Requests =>
(1) On the C# inference API page, which NuGet package is listed for DirectML on a Windows GPU?
(2) Print the part of the C# inference API page starting with "Here’s a minimal" and going on through "static void Main()".

Page excerpt =>
•••••
Skip to main content

C# Inference API

The ONNX Runtime C# API provides .NET integration for running ONNX models in Windows, Linux, and cross-platform applications. This guide covers the complete C# API with real examples.

Installation

NuGet Package

dotnet add package Microsoft.ML.OnnxRuntime

# For GPU support (CUDA)
dotnet add package Microsoft.ML.OnnxRuntime.Gpu

# For DirectML (Windows GPU)
dotnet add package Microsoft.ML.OnnxRuntime.DirectML

Package Manager Console

Install-Package Microsoft.ML.OnnxRuntime

Quick Start

Here’s a minimal C# example:
using Microsoft.ML.OnnxRuntime;
using Microsoft.ML.OnnxRuntime.Tensors;
using System;
using System.Linq;

class Program
{
    static void Main()
•••••
[Point annotation lines]
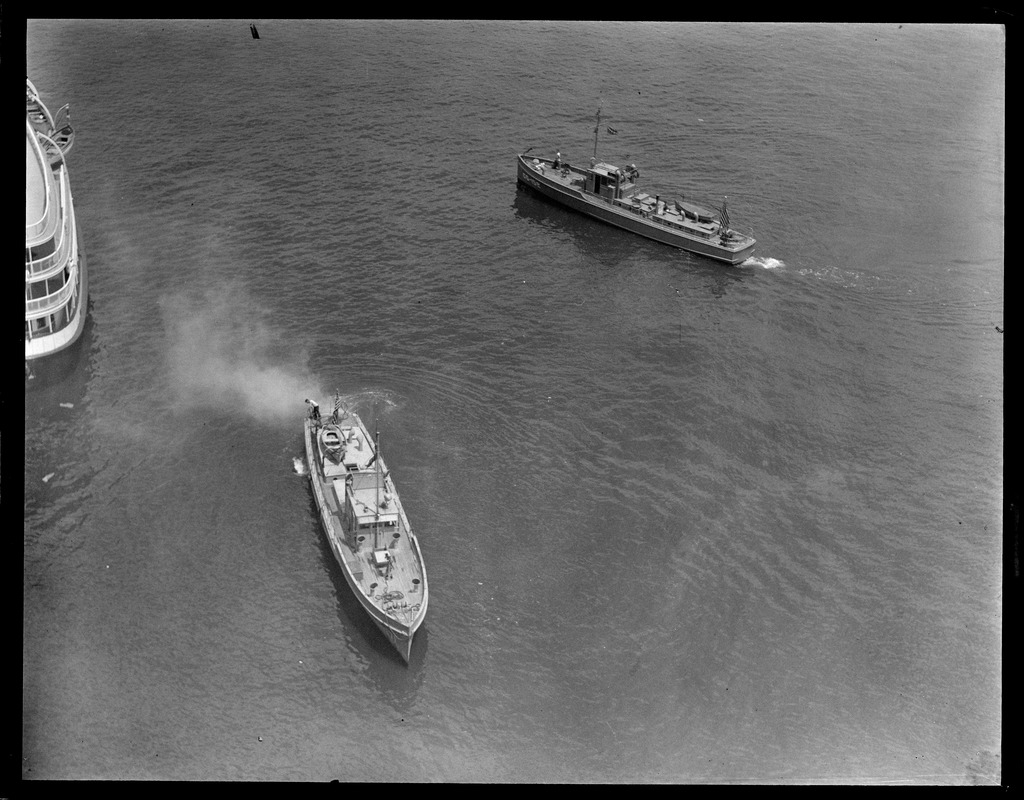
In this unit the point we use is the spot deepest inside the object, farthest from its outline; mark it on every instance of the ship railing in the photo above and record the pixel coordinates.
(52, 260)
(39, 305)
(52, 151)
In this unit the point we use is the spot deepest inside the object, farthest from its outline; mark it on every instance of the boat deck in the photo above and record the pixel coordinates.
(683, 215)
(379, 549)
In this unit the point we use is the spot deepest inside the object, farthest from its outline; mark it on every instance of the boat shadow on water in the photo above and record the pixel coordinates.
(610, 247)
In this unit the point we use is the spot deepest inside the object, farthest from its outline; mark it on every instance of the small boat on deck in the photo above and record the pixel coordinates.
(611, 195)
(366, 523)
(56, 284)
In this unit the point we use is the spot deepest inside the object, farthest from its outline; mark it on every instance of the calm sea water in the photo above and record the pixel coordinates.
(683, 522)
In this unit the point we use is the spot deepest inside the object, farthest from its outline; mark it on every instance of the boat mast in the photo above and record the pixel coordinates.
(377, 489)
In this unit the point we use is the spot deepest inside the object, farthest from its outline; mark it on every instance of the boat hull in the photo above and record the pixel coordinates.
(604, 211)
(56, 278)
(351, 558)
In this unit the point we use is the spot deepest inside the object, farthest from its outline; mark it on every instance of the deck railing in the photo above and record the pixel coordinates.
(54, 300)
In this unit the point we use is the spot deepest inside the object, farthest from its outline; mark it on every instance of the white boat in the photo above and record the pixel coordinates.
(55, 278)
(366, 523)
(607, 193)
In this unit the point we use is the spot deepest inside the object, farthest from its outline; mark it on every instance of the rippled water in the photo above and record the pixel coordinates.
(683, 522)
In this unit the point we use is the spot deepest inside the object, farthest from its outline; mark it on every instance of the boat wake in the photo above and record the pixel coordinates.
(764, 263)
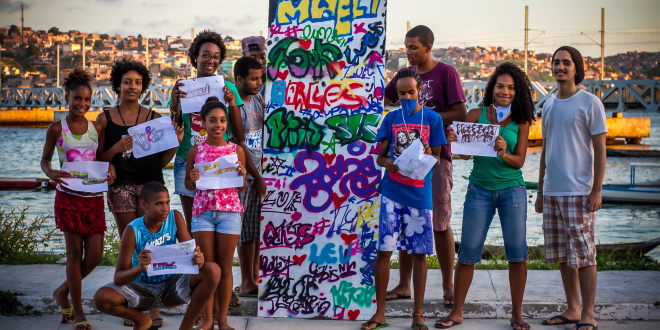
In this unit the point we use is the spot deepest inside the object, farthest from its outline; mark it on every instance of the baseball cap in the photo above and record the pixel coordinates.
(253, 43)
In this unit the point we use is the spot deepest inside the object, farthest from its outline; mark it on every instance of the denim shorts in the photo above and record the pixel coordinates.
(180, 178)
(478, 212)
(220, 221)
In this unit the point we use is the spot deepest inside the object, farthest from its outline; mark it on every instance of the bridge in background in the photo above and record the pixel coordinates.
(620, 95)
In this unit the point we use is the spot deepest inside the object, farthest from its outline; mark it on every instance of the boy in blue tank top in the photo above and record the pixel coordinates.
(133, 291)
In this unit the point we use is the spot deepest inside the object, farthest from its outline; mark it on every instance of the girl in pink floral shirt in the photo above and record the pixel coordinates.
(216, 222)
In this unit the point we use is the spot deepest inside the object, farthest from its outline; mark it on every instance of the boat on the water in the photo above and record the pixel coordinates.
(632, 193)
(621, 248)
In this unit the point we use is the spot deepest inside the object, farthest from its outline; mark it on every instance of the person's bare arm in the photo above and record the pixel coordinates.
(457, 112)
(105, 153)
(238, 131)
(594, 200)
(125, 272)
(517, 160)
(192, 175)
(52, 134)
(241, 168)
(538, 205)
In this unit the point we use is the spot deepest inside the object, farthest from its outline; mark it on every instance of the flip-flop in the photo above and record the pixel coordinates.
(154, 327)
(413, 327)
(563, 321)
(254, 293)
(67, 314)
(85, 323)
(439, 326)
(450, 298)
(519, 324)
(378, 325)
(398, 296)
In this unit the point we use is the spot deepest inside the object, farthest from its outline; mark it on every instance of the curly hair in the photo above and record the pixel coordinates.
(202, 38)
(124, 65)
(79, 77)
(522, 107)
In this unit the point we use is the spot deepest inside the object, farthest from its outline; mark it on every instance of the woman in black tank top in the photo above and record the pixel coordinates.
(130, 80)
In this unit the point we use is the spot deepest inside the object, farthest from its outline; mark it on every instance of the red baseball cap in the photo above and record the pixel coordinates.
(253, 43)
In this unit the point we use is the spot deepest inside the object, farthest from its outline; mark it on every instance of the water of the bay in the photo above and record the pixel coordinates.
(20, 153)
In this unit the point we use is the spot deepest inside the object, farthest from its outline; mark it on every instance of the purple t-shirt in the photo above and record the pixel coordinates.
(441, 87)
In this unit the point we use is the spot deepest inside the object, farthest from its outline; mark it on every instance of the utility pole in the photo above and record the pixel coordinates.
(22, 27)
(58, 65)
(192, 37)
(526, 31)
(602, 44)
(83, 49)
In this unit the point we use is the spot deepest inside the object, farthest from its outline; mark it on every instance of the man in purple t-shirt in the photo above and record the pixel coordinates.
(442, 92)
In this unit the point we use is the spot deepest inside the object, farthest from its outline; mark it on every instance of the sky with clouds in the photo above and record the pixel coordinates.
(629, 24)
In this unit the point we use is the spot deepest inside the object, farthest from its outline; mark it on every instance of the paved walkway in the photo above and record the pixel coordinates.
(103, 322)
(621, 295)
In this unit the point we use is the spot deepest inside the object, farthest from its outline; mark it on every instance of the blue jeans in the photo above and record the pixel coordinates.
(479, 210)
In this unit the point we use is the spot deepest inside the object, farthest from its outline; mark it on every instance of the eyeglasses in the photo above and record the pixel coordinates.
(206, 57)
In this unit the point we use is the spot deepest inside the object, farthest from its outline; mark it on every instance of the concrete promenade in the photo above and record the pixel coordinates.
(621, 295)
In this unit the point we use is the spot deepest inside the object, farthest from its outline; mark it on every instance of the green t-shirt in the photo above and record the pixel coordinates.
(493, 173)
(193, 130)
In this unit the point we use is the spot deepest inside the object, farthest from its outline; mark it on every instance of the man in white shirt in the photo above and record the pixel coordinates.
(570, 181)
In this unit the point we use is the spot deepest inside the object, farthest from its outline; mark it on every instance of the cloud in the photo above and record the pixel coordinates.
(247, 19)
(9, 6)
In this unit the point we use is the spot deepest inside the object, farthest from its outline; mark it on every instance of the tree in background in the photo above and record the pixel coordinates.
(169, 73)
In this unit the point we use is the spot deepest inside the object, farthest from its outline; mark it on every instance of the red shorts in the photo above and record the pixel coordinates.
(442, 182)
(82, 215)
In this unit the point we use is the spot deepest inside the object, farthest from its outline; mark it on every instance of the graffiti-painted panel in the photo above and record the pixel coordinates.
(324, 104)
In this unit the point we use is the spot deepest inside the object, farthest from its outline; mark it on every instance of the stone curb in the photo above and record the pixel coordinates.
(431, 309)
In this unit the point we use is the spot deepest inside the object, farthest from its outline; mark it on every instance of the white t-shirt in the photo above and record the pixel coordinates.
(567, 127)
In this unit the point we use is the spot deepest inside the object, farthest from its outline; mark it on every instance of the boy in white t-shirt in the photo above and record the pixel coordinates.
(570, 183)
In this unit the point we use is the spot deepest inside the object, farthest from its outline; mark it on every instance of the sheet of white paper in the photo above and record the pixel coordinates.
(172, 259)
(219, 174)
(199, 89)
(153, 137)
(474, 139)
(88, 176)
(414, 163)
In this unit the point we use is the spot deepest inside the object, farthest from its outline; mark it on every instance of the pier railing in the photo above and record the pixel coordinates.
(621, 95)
•••••
Answer list =>
(1) Microsoft.ML.OnnxRuntime.DirectML

(2)
Here’s a minimal C# example:
using Microsoft.ML.OnnxRuntime;
using Microsoft.ML.OnnxRuntime.Tensors;
using System;
using System.Linq;

class Program
{
    static void Main()